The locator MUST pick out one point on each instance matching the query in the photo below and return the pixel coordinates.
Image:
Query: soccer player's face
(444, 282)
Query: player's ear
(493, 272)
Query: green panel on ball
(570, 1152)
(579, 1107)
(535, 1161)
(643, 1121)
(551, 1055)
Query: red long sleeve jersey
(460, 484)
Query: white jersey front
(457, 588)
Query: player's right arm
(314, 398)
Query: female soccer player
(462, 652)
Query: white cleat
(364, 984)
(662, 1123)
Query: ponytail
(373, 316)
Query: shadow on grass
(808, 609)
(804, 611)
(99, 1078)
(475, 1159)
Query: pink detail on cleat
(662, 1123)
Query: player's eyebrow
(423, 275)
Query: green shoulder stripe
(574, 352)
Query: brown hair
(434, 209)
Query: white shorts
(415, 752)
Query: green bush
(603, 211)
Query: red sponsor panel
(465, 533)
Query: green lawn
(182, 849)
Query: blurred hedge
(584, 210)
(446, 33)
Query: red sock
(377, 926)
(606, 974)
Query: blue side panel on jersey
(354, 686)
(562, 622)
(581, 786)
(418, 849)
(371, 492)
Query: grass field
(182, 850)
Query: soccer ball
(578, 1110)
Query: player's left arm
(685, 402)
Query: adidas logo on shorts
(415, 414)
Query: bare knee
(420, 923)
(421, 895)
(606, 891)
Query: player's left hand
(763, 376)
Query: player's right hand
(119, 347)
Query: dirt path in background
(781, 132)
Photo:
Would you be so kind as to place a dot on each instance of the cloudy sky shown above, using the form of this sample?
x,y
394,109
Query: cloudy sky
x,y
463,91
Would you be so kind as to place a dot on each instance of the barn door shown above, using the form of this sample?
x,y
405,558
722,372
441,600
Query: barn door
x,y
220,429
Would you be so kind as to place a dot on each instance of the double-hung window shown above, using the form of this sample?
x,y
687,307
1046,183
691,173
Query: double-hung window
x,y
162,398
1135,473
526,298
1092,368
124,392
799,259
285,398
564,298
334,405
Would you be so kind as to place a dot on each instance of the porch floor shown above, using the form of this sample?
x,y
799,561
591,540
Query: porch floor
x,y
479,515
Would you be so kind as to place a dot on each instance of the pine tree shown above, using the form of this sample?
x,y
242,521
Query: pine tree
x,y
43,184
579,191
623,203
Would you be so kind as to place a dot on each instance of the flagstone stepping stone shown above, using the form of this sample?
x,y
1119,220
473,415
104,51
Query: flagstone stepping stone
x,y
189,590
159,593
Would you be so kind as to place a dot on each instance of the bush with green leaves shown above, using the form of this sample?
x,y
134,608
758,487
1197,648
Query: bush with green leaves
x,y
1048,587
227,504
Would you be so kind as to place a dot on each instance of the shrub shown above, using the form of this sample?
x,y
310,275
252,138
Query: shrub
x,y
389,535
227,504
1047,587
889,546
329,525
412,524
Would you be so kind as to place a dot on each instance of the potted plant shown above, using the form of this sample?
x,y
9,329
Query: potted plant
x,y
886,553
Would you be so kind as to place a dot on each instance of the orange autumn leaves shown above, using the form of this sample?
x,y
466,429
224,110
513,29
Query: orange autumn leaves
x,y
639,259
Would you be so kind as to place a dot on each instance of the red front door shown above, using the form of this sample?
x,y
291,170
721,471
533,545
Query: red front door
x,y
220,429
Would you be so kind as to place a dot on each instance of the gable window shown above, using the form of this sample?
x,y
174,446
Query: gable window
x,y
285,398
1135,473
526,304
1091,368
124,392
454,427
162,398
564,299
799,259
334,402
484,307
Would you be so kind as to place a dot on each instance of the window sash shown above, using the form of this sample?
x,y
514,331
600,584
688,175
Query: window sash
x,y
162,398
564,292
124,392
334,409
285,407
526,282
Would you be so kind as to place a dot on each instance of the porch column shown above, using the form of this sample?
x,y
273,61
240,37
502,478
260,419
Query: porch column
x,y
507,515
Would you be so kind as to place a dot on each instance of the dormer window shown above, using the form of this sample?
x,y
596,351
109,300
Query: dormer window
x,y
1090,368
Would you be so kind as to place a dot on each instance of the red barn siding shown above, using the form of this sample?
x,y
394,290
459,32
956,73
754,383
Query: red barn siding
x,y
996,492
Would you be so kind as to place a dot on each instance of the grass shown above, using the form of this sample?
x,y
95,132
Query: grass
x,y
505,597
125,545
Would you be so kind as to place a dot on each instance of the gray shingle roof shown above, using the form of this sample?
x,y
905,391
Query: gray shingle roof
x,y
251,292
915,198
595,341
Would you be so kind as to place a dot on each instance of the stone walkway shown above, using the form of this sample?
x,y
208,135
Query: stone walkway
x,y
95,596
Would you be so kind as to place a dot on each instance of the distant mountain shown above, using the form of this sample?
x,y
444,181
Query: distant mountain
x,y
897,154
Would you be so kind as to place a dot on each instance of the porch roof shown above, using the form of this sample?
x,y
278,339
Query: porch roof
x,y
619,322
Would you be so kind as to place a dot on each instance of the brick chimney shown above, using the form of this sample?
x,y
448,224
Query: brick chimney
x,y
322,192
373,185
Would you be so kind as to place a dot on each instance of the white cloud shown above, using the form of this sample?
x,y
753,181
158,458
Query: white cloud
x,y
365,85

* REQUEST *
Provide all the records again, word for word.

* ANSWER TO THE PROBLEM *
The locator MUST pick out one point on each instance matching the query in the photo below and return the pixel coordinates.
Image:
Query: soccer player's face
(444, 282)
Query: player's ear
(493, 272)
Query: green panel on ball
(570, 1152)
(579, 1107)
(535, 1161)
(643, 1121)
(551, 1055)
Query: red long sleeve jersey
(460, 484)
Query: white jersey front
(457, 588)
Query: player's right arm
(314, 398)
Query: female soccer player
(462, 652)
Query: white cleat
(364, 984)
(662, 1123)
Query: ponytail
(373, 316)
Query: shadow on grass
(808, 609)
(804, 611)
(99, 1078)
(475, 1159)
Query: pink detail on cleat
(662, 1123)
Query: player's eyebrow
(423, 275)
Query: green shoulder stripe
(574, 352)
Query: brown hair
(434, 209)
Query: white shorts
(415, 752)
Query: green bush
(603, 211)
Query: red sponsor panel
(465, 533)
Query: green lawn
(182, 849)
Query: blurred hedge
(584, 210)
(446, 33)
Query: red sock
(377, 926)
(606, 974)
Query: blue side panel on jersey
(354, 686)
(562, 622)
(581, 786)
(418, 849)
(371, 492)
Query: grass field
(182, 850)
Query: soccer ball
(578, 1110)
Query: player's left arm
(685, 402)
Query: adidas logo on shorts
(415, 414)
Query: bare knee
(420, 923)
(421, 895)
(606, 891)
Query: player's left hand
(763, 376)
Query: player's right hand
(119, 347)
Query: dirt path in background
(781, 132)
Photo:
Would you be so kind as to place a dot on each instance of the cloudy sky shown above, using the form of this sample?
x,y
394,109
Query: cloudy sky
x,y
463,91
Would you be so kind as to place a dot on each instance of the barn door shown above, using the form of this sample?
x,y
405,558
722,372
441,600
Query: barn door
x,y
220,429
Would you be so kind as to place a dot on each instance of the double-hung window shown above, using the form of this sample?
x,y
687,307
1046,183
691,173
Query: double-hung window
x,y
162,398
1135,473
526,298
1092,368
124,392
799,259
285,398
564,298
334,405
Would you be so kind as to place a dot on each instance of the porch floor shown above, using the form of this sample?
x,y
799,561
591,540
Query: porch floor
x,y
479,515
Would you be so kind as to place a dot on each instance of the pine tree shown above, using the form of this sample?
x,y
242,521
Query: pine tree
x,y
43,184
579,191
623,203
Would you be so kind as to place a dot on each instance of the flagstone stepping stone shown above, using the form of this sample?
x,y
1119,220
473,415
104,51
Query: flagstone stepping stone
x,y
189,590
159,593
Would you be so kind as to place a dot on each instance of the bush with green leaves shown above, using the form of this sample?
x,y
134,608
758,487
1197,648
Query: bush with green leaves
x,y
1048,587
227,504
Would you be so kind as to place a dot on each instance of the shrub shown above, using the form of this sample?
x,y
310,275
252,138
Query: shrub
x,y
389,535
227,504
1047,587
889,546
329,525
412,524
Would you be so kind as to place a dot on each instance of the potted plant shown above, using the form of this sample?
x,y
9,329
Query: potted plant
x,y
886,553
Would you be so kind as to place a dot on each instance of the orange autumn leaves shown above, using the form of this sample?
x,y
466,429
224,110
513,29
Query: orange autumn leaves
x,y
639,259
Would you be so kind as to place a dot on each instance of the red front door shown above, using the form of this sample?
x,y
291,170
721,471
533,545
Query: red front door
x,y
220,429
Would you be so kind as to place a dot on each instance of the gable window shown above, using the form of this sample?
x,y
174,446
Query: gable window
x,y
285,398
1135,473
526,304
1091,368
124,392
454,427
162,398
564,299
799,259
334,402
484,307
Would you be so kind as to place a dot on each instance of the window sash shown above, using the form of this sample?
x,y
514,331
600,584
688,175
Query: window sash
x,y
162,398
564,292
124,392
334,409
285,407
526,282
Would you be so kind as to place a dot on each instance of the porch column shown above, using the form of this sample?
x,y
273,61
240,37
502,478
260,419
Query: porch column
x,y
507,515
Would you be so kind as to place a dot on each instance of the dormer window shown above, using the form of this sample?
x,y
596,351
109,300
Query: dormer window
x,y
1090,368
Would you be so kind as to place a dot on each instance of the red barn siding shown above, using the form of this sample?
x,y
394,290
459,32
956,73
754,383
Query: red barn siding
x,y
996,492
Would you be so kind as to place a dot on each instance of the grass shown above, using the form of this sample?
x,y
95,132
Query: grass
x,y
505,597
125,545
Would you be so kind as to place a dot on each instance of the gray shingle roof shown above, using the form of this sample?
x,y
905,391
Query: gray shingle roof
x,y
251,292
915,198
595,341
Would you be so kind as to place a dot on each instance of the stone walkway shown above, using the form of this sample?
x,y
208,135
Query: stone walkway
x,y
95,596
Would you be so kind as to place a dot on each instance of the distant mountain shown above, using the form of this sample?
x,y
444,181
Query: distant mountain
x,y
897,154
Would you be so kind as to place a dot on each instance of the porch roof shown above, using the form of this sample?
x,y
278,339
Query: porch roof
x,y
619,322
Would you be so kind as to place a dot on each instance of the brick chimney shown above, using the form of this sample?
x,y
448,224
Query: brick chimney
x,y
322,192
373,185
Would you be so kind as to place a dot on each instance of the white cloud shown above, using the form of this sample?
x,y
753,181
158,458
Query: white cloud
x,y
365,85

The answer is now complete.